■ **Source excerpt**:
============================================================
# The Goldfish El Natural Tank Plan. (Very wordy!)



## Paradise fish (Aug 27, 2017)

Will post a sketch of the plan if requested. 
I fell in love with the walstad method the very first time I set it up. I didn't have to do any water changes (no bucket hauling!), low budget (except the amount of plants!), no special equipment, and low maintenance plant keeping. Basically, less work and more time to just enjoy my fish tank. 
I noticed that the fish you usually see with this type of setup are tropical or subtropical fish that aren't a threat to the plants inside. Very few contain fancy goldfish. None contain slim-bodied, pond type goldfish (like the common, comet, shubunkin, which are what I'm looking to keep). I know that goldfish are usually seen as a boring beginner fish (even though in truth it may be one of the most difficult due to the vast amount of misinformation and misconception of how people think they can/should be kept) and they are known very well in the planted aquarium world as the messy, destructive, plant eating fish. But I still really want to keep a interactive, classic pet fish "Goldie" that I could enjoy just as well with very low maintenance. 
Here's my plan on eliminating the all too common issue (being that goldfish eat plants): Set a Riparium Style aquascape. Google Riparium if you don't know what it is. 
With a riparium, the plants are mostly outside of the water, where the goldfish would not have access to the tasty leaves and stock. The roots will be covered by the planters (thinking of using plastic shower caddies) and the growing media (like expanded clay balls, but I think coarse filter sponge will do just fine as well), thus preventing the goldfish from munching on them. I'm planning on planting plants that are very big root feeders such as crypts as well as Brazilian pennywort (the best plant for taking up nitrates pound for pound), and other marsh plants. Let's not forget pothos (aka Devils ivy) which I plant on using very liberally. Some lucky bamboo (because why not?) and few other common house plants just for show. These aren't all the plants I'm planning on using for emersed growth, but what I plan on using as the majority.
============================================================
■ **To be done**:
[a] From the goldfish tank post, copy out word for word the passage starting with "Will post a" and going on through "my fish tank.".
[b] List each specific plant the goldfish tank post names for its riparium plan.

Region segmentation data:
============================================================
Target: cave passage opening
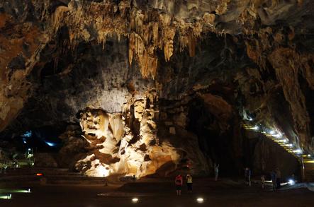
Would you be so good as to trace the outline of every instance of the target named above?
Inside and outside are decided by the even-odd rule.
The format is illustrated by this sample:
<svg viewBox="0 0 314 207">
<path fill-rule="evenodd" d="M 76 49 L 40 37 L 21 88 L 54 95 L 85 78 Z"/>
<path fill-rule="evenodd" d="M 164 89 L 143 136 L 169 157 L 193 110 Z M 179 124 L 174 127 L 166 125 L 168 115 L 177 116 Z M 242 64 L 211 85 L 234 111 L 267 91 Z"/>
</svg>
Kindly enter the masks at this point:
<svg viewBox="0 0 314 207">
<path fill-rule="evenodd" d="M 234 156 L 232 127 L 226 130 L 220 121 L 206 107 L 204 100 L 196 97 L 191 101 L 188 112 L 187 130 L 198 136 L 198 146 L 206 158 L 219 164 L 223 176 L 238 176 L 240 169 Z M 232 123 L 233 124 L 233 123 Z"/>
</svg>

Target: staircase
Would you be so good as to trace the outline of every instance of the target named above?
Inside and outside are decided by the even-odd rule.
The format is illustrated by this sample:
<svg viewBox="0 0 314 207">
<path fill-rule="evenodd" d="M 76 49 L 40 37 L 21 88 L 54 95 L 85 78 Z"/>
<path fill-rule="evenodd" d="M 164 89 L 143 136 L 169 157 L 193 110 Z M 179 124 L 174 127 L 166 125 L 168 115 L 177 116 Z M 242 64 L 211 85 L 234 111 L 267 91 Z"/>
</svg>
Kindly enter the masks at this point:
<svg viewBox="0 0 314 207">
<path fill-rule="evenodd" d="M 303 179 L 305 182 L 314 182 L 314 159 L 312 155 L 304 153 L 300 148 L 296 148 L 289 140 L 282 136 L 281 134 L 273 131 L 267 131 L 262 130 L 262 127 L 253 125 L 251 123 L 242 124 L 242 127 L 247 130 L 255 131 L 263 134 L 266 137 L 271 139 L 283 148 L 287 153 L 293 155 L 303 166 Z"/>
</svg>

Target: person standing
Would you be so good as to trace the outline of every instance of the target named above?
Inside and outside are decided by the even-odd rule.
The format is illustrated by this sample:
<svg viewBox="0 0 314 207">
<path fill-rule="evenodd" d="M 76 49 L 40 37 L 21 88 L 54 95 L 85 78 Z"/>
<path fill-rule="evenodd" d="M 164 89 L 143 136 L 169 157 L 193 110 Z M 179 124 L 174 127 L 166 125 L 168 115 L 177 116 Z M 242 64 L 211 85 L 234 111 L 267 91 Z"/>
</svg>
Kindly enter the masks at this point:
<svg viewBox="0 0 314 207">
<path fill-rule="evenodd" d="M 248 167 L 245 167 L 245 184 L 247 186 L 251 186 L 251 170 Z"/>
<path fill-rule="evenodd" d="M 270 172 L 270 176 L 271 177 L 271 183 L 273 184 L 273 191 L 276 191 L 276 172 L 274 171 L 271 171 Z"/>
<path fill-rule="evenodd" d="M 215 181 L 218 180 L 219 164 L 214 163 Z"/>
<path fill-rule="evenodd" d="M 262 175 L 261 183 L 262 183 L 262 189 L 264 189 L 264 186 L 265 186 L 265 175 Z"/>
<path fill-rule="evenodd" d="M 188 187 L 188 192 L 192 192 L 193 177 L 191 174 L 186 175 L 186 185 Z"/>
<path fill-rule="evenodd" d="M 179 174 L 176 179 L 174 179 L 174 183 L 176 184 L 176 195 L 181 196 L 181 189 L 183 185 L 183 178 L 181 174 Z"/>
<path fill-rule="evenodd" d="M 276 184 L 277 186 L 277 189 L 280 189 L 281 187 L 281 172 L 280 172 L 279 167 L 276 168 Z"/>
</svg>

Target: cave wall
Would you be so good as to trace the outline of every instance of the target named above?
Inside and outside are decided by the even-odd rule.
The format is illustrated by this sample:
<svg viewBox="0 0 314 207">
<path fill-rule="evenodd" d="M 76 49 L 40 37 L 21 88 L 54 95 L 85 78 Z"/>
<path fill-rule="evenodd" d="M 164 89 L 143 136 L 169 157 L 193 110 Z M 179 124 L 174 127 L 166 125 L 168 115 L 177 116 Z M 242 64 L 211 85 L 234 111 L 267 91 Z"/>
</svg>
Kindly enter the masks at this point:
<svg viewBox="0 0 314 207">
<path fill-rule="evenodd" d="M 3 1 L 1 136 L 80 123 L 85 138 L 65 135 L 61 150 L 79 146 L 80 164 L 62 165 L 91 175 L 100 166 L 206 174 L 213 162 L 239 171 L 245 112 L 312 153 L 313 8 L 310 0 Z M 205 114 L 193 118 L 196 102 Z M 116 113 L 119 138 L 108 118 Z M 89 129 L 90 117 L 103 124 Z"/>
</svg>

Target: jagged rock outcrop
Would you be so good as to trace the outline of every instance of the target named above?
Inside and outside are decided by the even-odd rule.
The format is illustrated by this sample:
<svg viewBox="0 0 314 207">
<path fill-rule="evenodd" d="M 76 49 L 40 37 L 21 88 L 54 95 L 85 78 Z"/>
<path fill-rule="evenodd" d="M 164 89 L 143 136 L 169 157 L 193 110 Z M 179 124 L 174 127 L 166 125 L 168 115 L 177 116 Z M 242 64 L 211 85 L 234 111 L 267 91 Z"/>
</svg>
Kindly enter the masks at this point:
<svg viewBox="0 0 314 207">
<path fill-rule="evenodd" d="M 75 158 L 60 164 L 90 175 L 208 173 L 213 162 L 237 171 L 249 114 L 312 153 L 313 10 L 311 0 L 4 0 L 1 137 L 79 123 L 60 136 L 60 158 Z"/>
</svg>

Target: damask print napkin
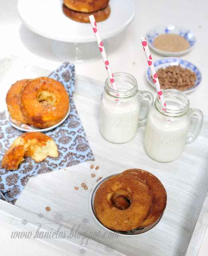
============================================================
■ **Answers for this exercise**:
[a]
Will post a sketch of the plan if requested. 
I fell in love with the walstad method the very first time I set it up. I didn't have to do any water changes (no bucket hauling!), low budget (except the amount of plants!), no special equipment, and low maintenance plant keeping. Basically, less work and more time to just enjoy my fish tank.

[b] Crypts, Brazilian pennywort, pothos (aka Devils ivy), lucky bamboo